Activity list ->
1. In the box office article on awards-season films, how many theaters was "Triangle of Sadness" playing in?
2. Resume the article on awards-season box office returns after its last line.

Passage shown ->
========

“Top Gun: Maverick” proved Americans were ready, willing and able to visit movie theaters again following the lockdowns.
That blockbuster, atop prior smashes like “The Batman” and “Spider-Man: No Way Home,” gave studios hope the pandemic didn’t cause long-term damage to the theatrical model.
One burning question remained, though. Would audience flock to see more mature dramas, the Oscar-bait films that often draw critical raves and sell tickets?
The news this Fall isn’t good on that front.
Awards season fare is faring terribly at the box office, and this weekend confirmed it.
- “Tar” – $3.6 million following major expansion this weekend (released Oct. 7)
- “Armageddon Time“ – $902K total following major expansion this weekend
- “Call Jane“ – $425K total following major expansion last weekend
- “The Banshees of Inisherin“ – $2.2 million total following major expansion this weekend
- “Amsterdam” – $14.7 million after Oct. 7 release
- “Triangle of Sadness” – $2.2 million via fewer theaters (510)

========

Recorded information ->
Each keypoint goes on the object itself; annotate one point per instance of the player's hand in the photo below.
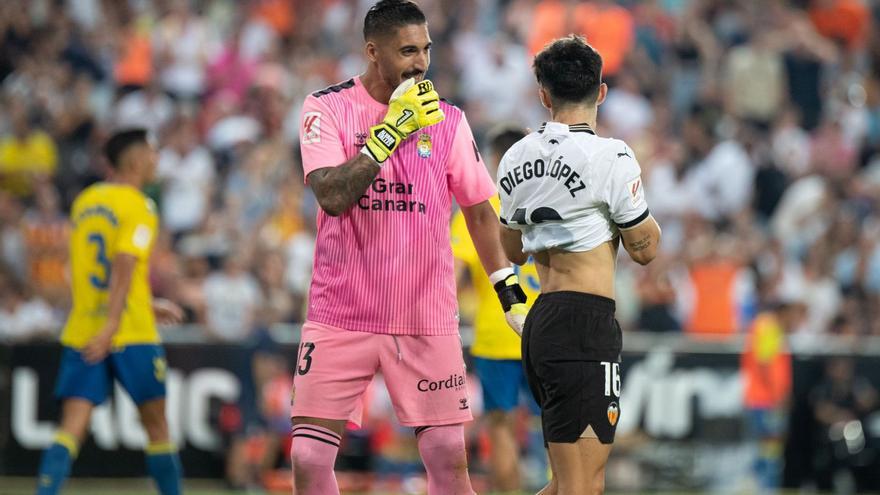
(513, 301)
(167, 313)
(412, 106)
(98, 347)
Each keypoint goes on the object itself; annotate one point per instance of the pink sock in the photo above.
(313, 454)
(443, 453)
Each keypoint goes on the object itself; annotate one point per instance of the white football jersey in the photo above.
(566, 188)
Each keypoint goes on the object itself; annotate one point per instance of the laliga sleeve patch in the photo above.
(311, 127)
(142, 236)
(635, 190)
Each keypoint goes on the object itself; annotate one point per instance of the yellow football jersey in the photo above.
(493, 338)
(109, 219)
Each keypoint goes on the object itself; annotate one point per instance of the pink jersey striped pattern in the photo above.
(385, 265)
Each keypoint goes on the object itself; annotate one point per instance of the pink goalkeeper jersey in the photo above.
(385, 265)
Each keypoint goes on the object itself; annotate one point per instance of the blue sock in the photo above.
(163, 465)
(55, 465)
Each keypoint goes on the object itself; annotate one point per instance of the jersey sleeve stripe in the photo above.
(632, 223)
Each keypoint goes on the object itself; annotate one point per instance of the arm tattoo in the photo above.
(337, 188)
(641, 244)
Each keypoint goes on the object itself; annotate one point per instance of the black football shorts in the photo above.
(571, 355)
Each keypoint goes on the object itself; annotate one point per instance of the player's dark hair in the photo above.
(121, 141)
(570, 70)
(503, 137)
(388, 15)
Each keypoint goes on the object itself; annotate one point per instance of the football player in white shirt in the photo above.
(568, 197)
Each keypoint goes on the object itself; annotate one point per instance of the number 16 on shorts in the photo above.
(612, 378)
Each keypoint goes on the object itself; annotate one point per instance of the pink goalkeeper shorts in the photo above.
(425, 375)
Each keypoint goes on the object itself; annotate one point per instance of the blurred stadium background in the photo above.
(757, 125)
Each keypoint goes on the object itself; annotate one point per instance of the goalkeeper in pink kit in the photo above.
(385, 158)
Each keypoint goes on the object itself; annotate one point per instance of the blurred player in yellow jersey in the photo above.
(497, 349)
(111, 330)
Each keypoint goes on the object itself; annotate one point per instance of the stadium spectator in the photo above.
(27, 154)
(232, 301)
(186, 170)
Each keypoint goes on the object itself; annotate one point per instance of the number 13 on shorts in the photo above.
(612, 378)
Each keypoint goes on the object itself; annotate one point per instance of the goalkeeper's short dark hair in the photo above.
(570, 70)
(121, 141)
(387, 15)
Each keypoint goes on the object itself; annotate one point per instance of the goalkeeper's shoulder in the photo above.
(450, 108)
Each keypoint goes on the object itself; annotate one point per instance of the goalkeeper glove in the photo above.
(412, 106)
(512, 297)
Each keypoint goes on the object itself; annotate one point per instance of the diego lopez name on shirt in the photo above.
(537, 169)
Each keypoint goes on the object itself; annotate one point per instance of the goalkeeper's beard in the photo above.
(417, 75)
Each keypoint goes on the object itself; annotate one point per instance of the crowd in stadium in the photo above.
(757, 126)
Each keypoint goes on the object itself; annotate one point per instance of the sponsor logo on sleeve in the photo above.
(634, 188)
(311, 127)
(424, 146)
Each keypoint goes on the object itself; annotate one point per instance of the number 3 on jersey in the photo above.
(100, 281)
(612, 378)
(305, 360)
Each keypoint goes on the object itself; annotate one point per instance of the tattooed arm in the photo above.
(337, 188)
(641, 241)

========

Written responses ->
1. 510 theaters.

2.
- “Till” – $4.7 million in set-wide release (2,000+ screens)
“Amsterdam” had a galaxy of stars to help promote the film – Margot Robbie, John David Washington, Christian Bale, Taylor Swift, Robert De Niro, Mike Myers and more. The film could lose up to $100 million thanks to its high budget and terrible ticket sales.
“The Woman King,” which has modest awards season promise, offers more mainstream action and earned an impressive $65 million so far.
Other Oscar hopefuls waiting in the wings?
- “The Fabelmans”
- “She Said”
- “Women Talking”
- “The Whale”
- “Empire of Light”
Robbie’s “Babylon” is from celebrated auteur Damien Chazelle, but the actress couldn’t generate interest in “Amsterdam” mere weeks ago.
Studios are pinning their hopes on mainstream fare like “Black Panther: Wakanda Forever” which is tracking like an upper-tier MCU film, and “Avatar: The Way of Water.” The latter hails from James Cameron, and while his 2009 blockbuster “Avatar” lacks the cultural love of some franchises, it’s unwise to bet against the director.
The far-Left Deadline points to one glaring problem. with awards season fare.
Again, it’s product, product, and a bulk of these indie films are dour or tiresome for audiences:
These films hardly feel fun or uplifting.
- “Banshees,” while exquisitely crafted, follows a long-term friendship’s demise and the ghastly fallout from the dissolution.
- “Till” recalls the horrific death of a young black teen at the hands of unabashed racists.
- “Armageddon Time” looks back at the 1980s not with fondness or warmth but shame.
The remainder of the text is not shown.